EXERCISES TO COMPLETE:
[a] Return the passage of the YouTube safety article from "Since Safety Mode" to "something they shouldn’t.", copied word for word.
[b] Write the next part of the article on keeping kids safe on YouTube, picking up after its last sentence.

QUOTED TEXT:
Parenting 4 min. read

How to keep your kids safe on YouTube

How to keep your kids safe on YouTube

Do you let your kids use YouTube? If you’re like most parents, you probably do—after all, nothing keeps a child content like an iPad and some engaging kiddie videos—but how can you make sure your child is protected and watching content that’s age appropriate?

Here’s what you need to know to keep your little ones safe on YouTube.

Several child advocacy, privacy, and consumer groups found that YouTube is raking in “substantial profits” from collecting the personal data from your children. In fact, 23 individual groups have filed a complaint against YouTube through the FTC.

How popular is YouTube amongst children? About 96% of children from age 6 to 12 know about YouTube, and of those children, 83% of them use it daily. So, odds are that your child uses it, too, and it’s your job as a parent to find a middle ground that allows them to enjoy YouTube while protecting them at the same time.

Turn on “Safety Mode”

You might not realize it, but YouTube has a “Safety Mode,” which can help block (most, but not all) questionable content. To find it, scroll all the way to the bottom of the homepage. When signed in, click on “Safety,” and then choose “Lock safety mode on this browser.” This will also turn off all YouTube comments.

Create a playlist

Since Safety Mode doesn’t block everything, you might consider creating a playlist. This way, you can only give your children access to a playlist that you specially designed for them. If you add videos to a playlist, make sure you are watching the videos in their entirety. Sometimes, vulgar or profane information appears later in a video that might start off perfectly innocent. Alternatively, you can subscribe to a known family-friendly channel, such as Disney/Pixar.

Monitor your kids

It’s also important that you monitor what your kids are watching on YouTube. One easy way to do this is to use a program like McAfee Safe Eyes or Family Premier by Norton. These programs notify you when your kids watch something they shouldn’t.

SUPPLIED DATA:
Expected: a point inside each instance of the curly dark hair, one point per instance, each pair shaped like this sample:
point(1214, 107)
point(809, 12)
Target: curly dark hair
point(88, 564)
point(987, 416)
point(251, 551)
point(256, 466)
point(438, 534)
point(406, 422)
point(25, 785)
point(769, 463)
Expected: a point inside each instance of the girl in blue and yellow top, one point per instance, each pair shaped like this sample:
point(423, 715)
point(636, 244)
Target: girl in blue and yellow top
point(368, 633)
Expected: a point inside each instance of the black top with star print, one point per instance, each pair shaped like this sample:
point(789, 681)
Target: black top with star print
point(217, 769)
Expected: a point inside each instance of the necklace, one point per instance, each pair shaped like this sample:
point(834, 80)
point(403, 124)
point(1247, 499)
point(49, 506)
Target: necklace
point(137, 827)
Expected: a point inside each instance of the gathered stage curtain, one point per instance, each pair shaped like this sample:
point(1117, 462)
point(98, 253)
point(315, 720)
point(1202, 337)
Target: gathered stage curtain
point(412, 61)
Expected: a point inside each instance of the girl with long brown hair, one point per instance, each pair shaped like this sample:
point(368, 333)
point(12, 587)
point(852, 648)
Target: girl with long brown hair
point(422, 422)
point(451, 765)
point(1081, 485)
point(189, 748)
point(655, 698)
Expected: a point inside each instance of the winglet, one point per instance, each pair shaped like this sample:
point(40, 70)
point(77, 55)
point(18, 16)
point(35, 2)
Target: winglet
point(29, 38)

TASK-BY-TASK OUTPUTS:
[a]
Since Safety Mode doesn’t block everything, you might consider creating a playlist. This way, you can only give your children access to a playlist that you specially designed for them. If you add videos to a playlist, make sure you are watching the videos in their entirety. Sometimes, vulgar or profane information appears later in a video that might start off perfectly innocent. Alternatively, you can subscribe to a known family-friendly channel, such as Disney/Pixar.

Monitor your kids

It’s also important that you monitor what your kids are watching on YouTube. One easy way to do this is to use a program like McAfee Safe Eyes or Family Premier by Norton. These programs notify you when your kids watch something they shouldn’t.

[b]
Beyond just alerts, also take the time to look over their shoulder and see what they’re watching once in a while. Look at their account history: are they watching appropriate content? Have they been commenting on other videos? While your child may feel like you’re being overly intrusive, at the end of the day, you can only protect them if you fully understand what they’re doing online.

Engage with your kids

The aim here is not to merely spy on your children. More to the point, it’s about engaging with them—talking to them, asking them questions, being interested and involved. Ask them who their favorite YouTubers are, and watch a video or two with them each week. By retaining an open and honest dialogue, your child will be more likely to talk to you if he/she comes across any inappropriate activity.

Educate your kids

It’s one thing to keep tabs on what your kids watch and even talking to them about their favorite shows, but you also need to educate them on appropriate online behavior. Make sure they know not to talk to strangers in the comments section (Safety Mode will turn off comments and prevent this) as well as post any personal information about themselves, their friends, where they live, where they go to school, and so on. You should treat online safety with the same priority as you would teaching them about never getting in a car with a stranger.

Use the YouTube Kids app

YouTube Kids is designed to be an app that has all adult or inappropriate content already removed. There are still videos that slip through the net, and YouTube is investing in cleaning this up, but for younger kids, they’ll get all the videos they love without the same risk of happening across anything sketchy. YouTube Kids is best suited for younger kids. If your child is older, they may feel like YouTube Kids is too restrictive.

Consider switching to alternative sites

While YouTube is the largest of its kind, it’s not the only site out there with videos. If you’re keen to block YouTube altogether, you can do that with a web filter, and then point your kids in the direction of other sites.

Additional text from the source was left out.